Position annotation records
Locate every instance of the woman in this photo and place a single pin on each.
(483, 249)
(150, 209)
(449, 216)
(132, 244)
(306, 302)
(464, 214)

_Task instructions_
Reproduce every line of the entries above, leaving the text lines unchanged and adding 97 to both the x and y value of each coordinate pair.

_Answer to this exercise_
Locate every instance of the woman in this photo and place a single pin on each.
(580, 346)
(247, 306)
(546, 313)
(229, 341)
(403, 399)
(561, 311)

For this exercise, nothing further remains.